● Obiettivo:
Riscrivi tutte le voci sostituendo "thickest" con "widest" e lasciando invariato tutto il resto. Escludi le immagini dal risultato.

(Voci di puntamento su oggetti nominati)

____

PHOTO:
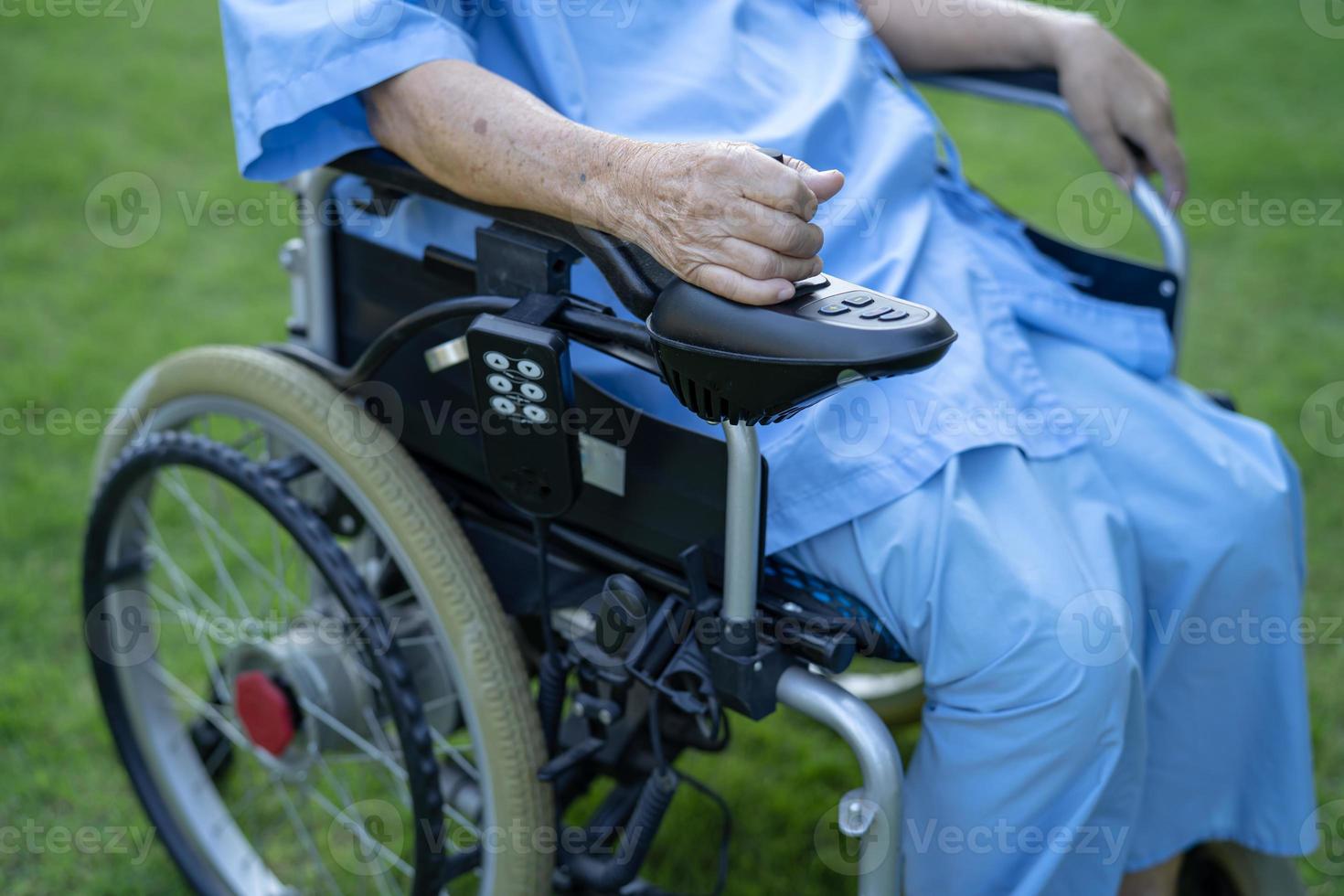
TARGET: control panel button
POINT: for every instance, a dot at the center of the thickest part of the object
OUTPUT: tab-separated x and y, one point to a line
811	285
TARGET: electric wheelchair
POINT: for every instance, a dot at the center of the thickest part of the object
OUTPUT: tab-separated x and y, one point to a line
348	645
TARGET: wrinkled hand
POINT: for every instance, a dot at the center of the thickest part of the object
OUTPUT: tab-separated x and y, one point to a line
725	217
1115	97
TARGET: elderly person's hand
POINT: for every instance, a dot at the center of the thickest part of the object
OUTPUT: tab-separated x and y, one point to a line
720	215
725	217
1117	97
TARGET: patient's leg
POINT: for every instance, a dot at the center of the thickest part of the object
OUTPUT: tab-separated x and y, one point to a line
1029	772
1214	503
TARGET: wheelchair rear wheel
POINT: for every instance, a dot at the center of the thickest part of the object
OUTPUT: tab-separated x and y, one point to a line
348	481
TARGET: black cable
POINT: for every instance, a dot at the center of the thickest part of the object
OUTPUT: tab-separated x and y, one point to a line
543	597
722	880
656	732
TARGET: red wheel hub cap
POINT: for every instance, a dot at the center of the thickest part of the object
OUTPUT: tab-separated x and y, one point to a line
265	709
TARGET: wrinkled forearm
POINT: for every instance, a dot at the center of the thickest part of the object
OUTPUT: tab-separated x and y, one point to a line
945	35
492	142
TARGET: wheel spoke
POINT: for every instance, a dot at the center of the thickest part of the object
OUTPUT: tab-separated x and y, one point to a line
368	749
342	816
177	488
304	835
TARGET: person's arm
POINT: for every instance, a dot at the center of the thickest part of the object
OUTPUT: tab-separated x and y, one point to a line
720	215
1112	91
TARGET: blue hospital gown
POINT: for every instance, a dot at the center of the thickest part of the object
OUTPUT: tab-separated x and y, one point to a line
1046	489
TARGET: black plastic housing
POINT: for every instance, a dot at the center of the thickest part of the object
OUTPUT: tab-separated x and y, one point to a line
745	364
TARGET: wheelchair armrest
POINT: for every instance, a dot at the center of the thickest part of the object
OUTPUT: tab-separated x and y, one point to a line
723	360
635	275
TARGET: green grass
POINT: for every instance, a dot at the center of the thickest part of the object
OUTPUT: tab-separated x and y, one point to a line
91	97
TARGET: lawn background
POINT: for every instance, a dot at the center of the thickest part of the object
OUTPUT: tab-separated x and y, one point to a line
1258	100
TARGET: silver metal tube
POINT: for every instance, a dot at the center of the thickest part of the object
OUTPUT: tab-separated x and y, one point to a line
1171	237
880	801
312	188
742	535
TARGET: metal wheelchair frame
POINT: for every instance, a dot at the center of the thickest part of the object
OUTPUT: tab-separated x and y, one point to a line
871	812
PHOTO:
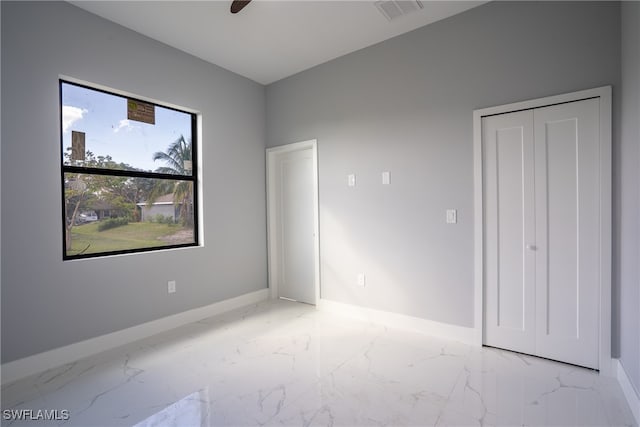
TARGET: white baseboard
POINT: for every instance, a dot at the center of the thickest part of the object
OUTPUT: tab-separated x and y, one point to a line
401	321
630	393
40	362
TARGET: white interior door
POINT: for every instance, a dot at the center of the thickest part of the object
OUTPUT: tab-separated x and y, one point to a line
567	232
509	228
295	225
542	248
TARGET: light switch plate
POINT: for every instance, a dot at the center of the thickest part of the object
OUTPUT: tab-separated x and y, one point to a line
452	216
386	180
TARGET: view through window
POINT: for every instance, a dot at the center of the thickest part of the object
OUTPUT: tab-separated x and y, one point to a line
129	174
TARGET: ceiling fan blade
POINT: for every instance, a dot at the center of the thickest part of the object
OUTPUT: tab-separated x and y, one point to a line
238	5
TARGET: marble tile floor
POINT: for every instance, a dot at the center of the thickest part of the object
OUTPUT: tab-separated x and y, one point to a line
286	364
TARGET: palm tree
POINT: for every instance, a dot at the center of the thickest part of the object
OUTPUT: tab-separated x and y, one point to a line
177	161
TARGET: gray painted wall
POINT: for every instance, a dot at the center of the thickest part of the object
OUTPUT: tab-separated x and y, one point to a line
629	259
405	106
47	303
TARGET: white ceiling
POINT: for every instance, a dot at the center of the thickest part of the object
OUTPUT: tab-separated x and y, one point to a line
268	40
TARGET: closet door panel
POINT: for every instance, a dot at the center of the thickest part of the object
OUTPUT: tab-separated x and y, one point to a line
509	225
567	230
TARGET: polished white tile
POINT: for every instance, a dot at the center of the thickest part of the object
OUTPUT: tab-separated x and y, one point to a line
282	363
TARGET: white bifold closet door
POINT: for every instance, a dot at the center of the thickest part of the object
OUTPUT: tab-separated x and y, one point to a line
541	256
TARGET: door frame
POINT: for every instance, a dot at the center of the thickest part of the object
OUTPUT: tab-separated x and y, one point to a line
273	238
605	361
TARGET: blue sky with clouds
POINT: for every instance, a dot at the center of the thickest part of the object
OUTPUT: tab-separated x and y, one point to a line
103	118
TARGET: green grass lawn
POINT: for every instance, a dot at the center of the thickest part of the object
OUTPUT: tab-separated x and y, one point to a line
135	235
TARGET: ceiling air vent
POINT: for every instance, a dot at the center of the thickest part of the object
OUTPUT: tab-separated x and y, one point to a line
392	9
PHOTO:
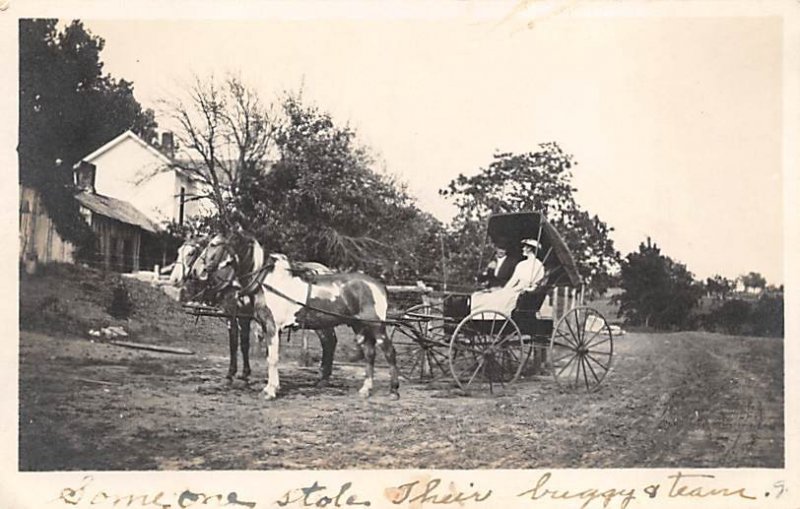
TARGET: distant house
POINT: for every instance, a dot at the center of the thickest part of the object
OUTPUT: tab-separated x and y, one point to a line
128	169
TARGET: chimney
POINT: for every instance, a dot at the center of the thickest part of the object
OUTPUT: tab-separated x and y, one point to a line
168	144
84	176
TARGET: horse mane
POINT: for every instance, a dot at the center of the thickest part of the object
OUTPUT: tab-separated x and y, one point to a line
308	271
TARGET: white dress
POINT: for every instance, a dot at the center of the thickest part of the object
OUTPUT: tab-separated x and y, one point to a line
526	275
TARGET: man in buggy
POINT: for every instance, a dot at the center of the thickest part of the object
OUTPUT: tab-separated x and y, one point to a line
528	276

____

● Risultato:
PHOTO:
TARGET: control panel button
POINT: for every instance, a dot at the center of the widest part of the object
OUTPUT: tab-separated x and y, one point to a line
811	285
TARGET: electric wheelchair
POINT: for every instance, a dot at the center of the widest part of the object
OUTPUT: tab-separated x and y, one point to a line
348	645
TARGET: wrinkled hand
POINT: for every instance, a dot at the center of the widest part of the object
OUTPUT: tab-separated x and y, one point to a line
725	217
1115	97
TARGET: elderly person's hand
POINT: for every instance, a dot at the center of the widest part of the object
OUTPUT: tab-separated x and y, one point to a line
720	215
725	217
1117	97
TARGET: patient's leg
POINT: for every instance, a dot at the center of the widest part of the object
OUTPUT: tab-separated x and y, one point to a line
1029	772
1214	503
TARGET: wheelchair rear wheel
POINT: for every instance, a dot at the center of the widest part of the object
OUTPUT: tab-separated x and y, one point to a line
348	481
TARGET: black cable
POINT: for every instance, a dot at the center of the widest part of the object
OUTPUT: tab-separated x and y, one point to a line
543	597
722	880
656	732
TARGET: red wheel hub cap
POINT: for every instance, a dot at the center of the widest part of the object
OUTPUT: tab-separated x and y, one point to a line
265	709
TARGET: wrinkled forearm
POINT: for every instance, a dot at the center of the widest part of the object
OUTPUT: tab-separated x and y, one point to a line
945	35
492	142
TARGET: wheel spoke
POINT: for every instance, a dot at the center of the widest part of the object
OUTPUT: tab-separated x and y, one point to a line
368	749
342	816
177	488
304	835
TARGET: person's arm
POINT: for every instance, a dot at the center of the widest part of the object
OUTPUT: tab-separated x and y, one point to a line
720	215
1112	91
TARGET: blue hospital gown
POINT: for every instance, a dot at the center of the widest part of the object
OUTPUT: tab-separated x and y, one point to a line
1046	489
TARGET: black plastic housing
POINT: for every instance, a dot at the center of the widest part of the object
OUTPUT: tab-separated x and y, one point to a line
745	364
TARGET: wheelchair armrest
POINT: for every instance, a dot at the center of the widest part of the object
OUTPUT: tab-separated x and y, one point to a line
723	360
635	275
TARGET: green grass
POINT: for every instance, a dot at the center of the widest part of the object
OUTPUT: tab-separated x and y, one point to a line
91	97
TARGET: lawn background
POINT: for every instance, a dot at the center of the widest part of the object
OUTPUT: tab-separated x and y, one point to a line
1258	100
TARGET: silver metal tube
POINT: for every instance, a dot at the center of the widest part of the object
OUTPUT: tab-separated x and y, one point to a line
1171	237
880	801
312	188
742	535
TARGET: metal wheelchair frame
POINT: for every instance, a dot at the center of the widest part of the object
OUTPUT: tab-separated x and y, one point to a line
871	812
PHOTO:
TARGET: white baseboard
POINT: for every instance, a dot at the center of the widest part of the object
OUTPUT: tab-separated x and y, one point to a line
401	321
630	393
40	362
TARGET: white interior door
POINT: for every instance, a dot at the center of the widest part of the object
OUTPUT: tab-separated x and y, one point to a line
567	232
509	228
295	225
542	248
TARGET: light switch plate
POINT: for every instance, a dot at the center of the widest part of the object
OUTPUT: tab-separated x and y, one point to a line
452	216
386	180
TARGET: view through window
POINT: for every instance, a dot at the center of the widest part of the object
OUTPUT: tab-separated x and y, one point to a line
129	174
TARGET: ceiling fan blade
POINT: for every instance, a dot at the center of the widest part of the object
OUTPUT: tab-separated x and y, one point to a line
238	5
TARGET: marble tile floor
POINT: for every instance, a dot at the center of the widest part of the object
OUTPUT: tab-separated x and y, one point to a line
286	364
TARGET: palm tree
POINT: for every instance, a dot at the center of the widest part of the object
OUTPUT: tab-separated x and y, one point to a line
177	161
TARGET: gray painted wall
POINT: for every instance, a dot at the center of the widest part of the object
OUTPUT: tab-separated x and y, one point to a line
629	259
405	106
47	303
TARGET: white ceiling
POINT: for every instance, a dot at the center of the widest part of the object
OUTPUT: tab-separated x and y, one point to a line
268	40
TARGET: closet door panel
POINT: for every instance, a dot at the center of the widest part of the object
OUTPUT: tab-separated x and y, one point to a line
509	225
567	230
TARGET: polished white tile
POINT: for every instance, a dot at the center of the widest part of the object
OUTPUT: tab-separated x and y, one point to a line
282	363
TARGET: white bifold closet door
POINT: for every instance, a dot at the center of the widest part of the object
OUTPUT: tab-separated x and y, one point to a line
541	256
TARGET: door frame
POINT: for every instance, a dot at the center of the widest part of the object
OUTPUT: tab-separated x and y, one point to a line
273	238
605	361
TARGET: blue sky with clouds
POINT: for every instance, a dot at the center of the widest part of the object
OUTPUT: tab-separated x and y, one point to a line
103	118
TARGET: green grass lawn
POINT: for every instance, a dot at the center of the widest part of the object
OUTPUT: tab-separated x and y, one point to a line
135	235
TARGET: ceiling air vent
POINT: for every instance, a dot at the center of the widest part of the object
OUTPUT: tab-separated x and y, one point to a line
392	9
PHOTO:
TARGET: distant house
POINT: for every instance, a dot at the center of the widest part of the object
OUTPUT: tab-separated x and y, one point to a line
128	169
TARGET: chimney
POINT: for every instance, a dot at the center of the widest part of the object
OUTPUT: tab-separated x and y, one point to a line
168	144
84	176
TARGET: horse mane
POINT: for every instance, a dot at the center of the widest part of the object
OUTPUT: tab-separated x and y, one point to a line
308	271
TARGET: white dress
POINT: for every instance, a dot at the center of the widest part of the object
OUTPUT: tab-separated x and y, one point to a line
526	275
TARGET: man in buggy
POINT: for every instance, a dot at the center of the widest part of the object
OUTPUT: tab-separated x and y, one point to a line
528	276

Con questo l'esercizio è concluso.